**Work order**
I'd like every record written out again, exactly as it is.

(Point localization data)
▽

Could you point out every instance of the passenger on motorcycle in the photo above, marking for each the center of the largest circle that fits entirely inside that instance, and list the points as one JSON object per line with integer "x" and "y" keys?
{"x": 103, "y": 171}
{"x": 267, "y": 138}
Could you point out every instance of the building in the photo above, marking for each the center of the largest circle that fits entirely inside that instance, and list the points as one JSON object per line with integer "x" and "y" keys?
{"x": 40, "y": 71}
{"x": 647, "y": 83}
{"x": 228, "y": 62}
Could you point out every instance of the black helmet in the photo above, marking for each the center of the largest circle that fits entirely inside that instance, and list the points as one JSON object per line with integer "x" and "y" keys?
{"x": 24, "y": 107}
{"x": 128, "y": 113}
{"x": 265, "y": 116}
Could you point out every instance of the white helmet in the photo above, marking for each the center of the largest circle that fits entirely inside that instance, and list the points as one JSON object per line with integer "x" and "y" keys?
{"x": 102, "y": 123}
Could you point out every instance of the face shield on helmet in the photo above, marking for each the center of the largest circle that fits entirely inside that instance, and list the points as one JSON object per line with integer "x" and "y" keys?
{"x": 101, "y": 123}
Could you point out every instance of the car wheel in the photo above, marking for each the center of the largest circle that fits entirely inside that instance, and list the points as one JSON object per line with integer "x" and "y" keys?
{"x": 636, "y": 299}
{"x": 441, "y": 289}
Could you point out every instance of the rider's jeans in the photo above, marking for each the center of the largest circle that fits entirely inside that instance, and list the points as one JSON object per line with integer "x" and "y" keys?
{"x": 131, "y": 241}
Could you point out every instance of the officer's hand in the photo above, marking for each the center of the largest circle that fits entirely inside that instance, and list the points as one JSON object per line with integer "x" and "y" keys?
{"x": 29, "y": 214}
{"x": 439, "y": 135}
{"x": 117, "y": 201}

△

**Expected output**
Could you point out every instance of the passenger on motorcycle in the photo above, marking for each the center of the largest circle that fits entirely inside that instance, and list the points as one JSON object per line with integer "x" and "y" keys?
{"x": 103, "y": 171}
{"x": 267, "y": 138}
Could you point out every instance of the building in the photo above, marking for each the center of the largest circle that fits entirely inside that instance, and list the points as one JSON object per line with integer "x" and "y" keys?
{"x": 40, "y": 71}
{"x": 647, "y": 83}
{"x": 228, "y": 62}
Could you point out every instance of the black helmet in the photo above, marking for each the center of the largest circle that fits entirely inside that instance, and list the points as one JSON object per line with integer "x" and "y" keys?
{"x": 24, "y": 107}
{"x": 128, "y": 113}
{"x": 265, "y": 116}
Could you point out every instance of the white helmet in the photo above, marking for each the center of the largest circle that fits entirely inside that instance, and list the points as one JSON object per line with integer "x" and "y" keys?
{"x": 102, "y": 123}
Could you point out every instance of the face shield on helmet in the photo above, marking for each the center of the largest circle that fits entirely inside that instance, and list the points as one JSON object per line with integer "x" and "y" keys?
{"x": 101, "y": 123}
Could you point out every instance of the car wheel in the photo above, marking for each the center of the largest circle that fits entirely inside that instance, and list the points as one JSON object per line with integer "x" and "y" keys?
{"x": 636, "y": 299}
{"x": 441, "y": 289}
Could you point out every instance of the rider's jeans in the photo above, marking for each the center of the largest circle that fits entirely inside that instance, and list the points as one JSON object per line with integer "x" and "y" keys?
{"x": 131, "y": 241}
Could you point out every instance of the officer's hand in the photo above, marking for each the center of the largest circle that fits entirely inside that instance, and list the points as one JSON object per line with integer "x" and "y" keys?
{"x": 29, "y": 214}
{"x": 439, "y": 135}
{"x": 117, "y": 201}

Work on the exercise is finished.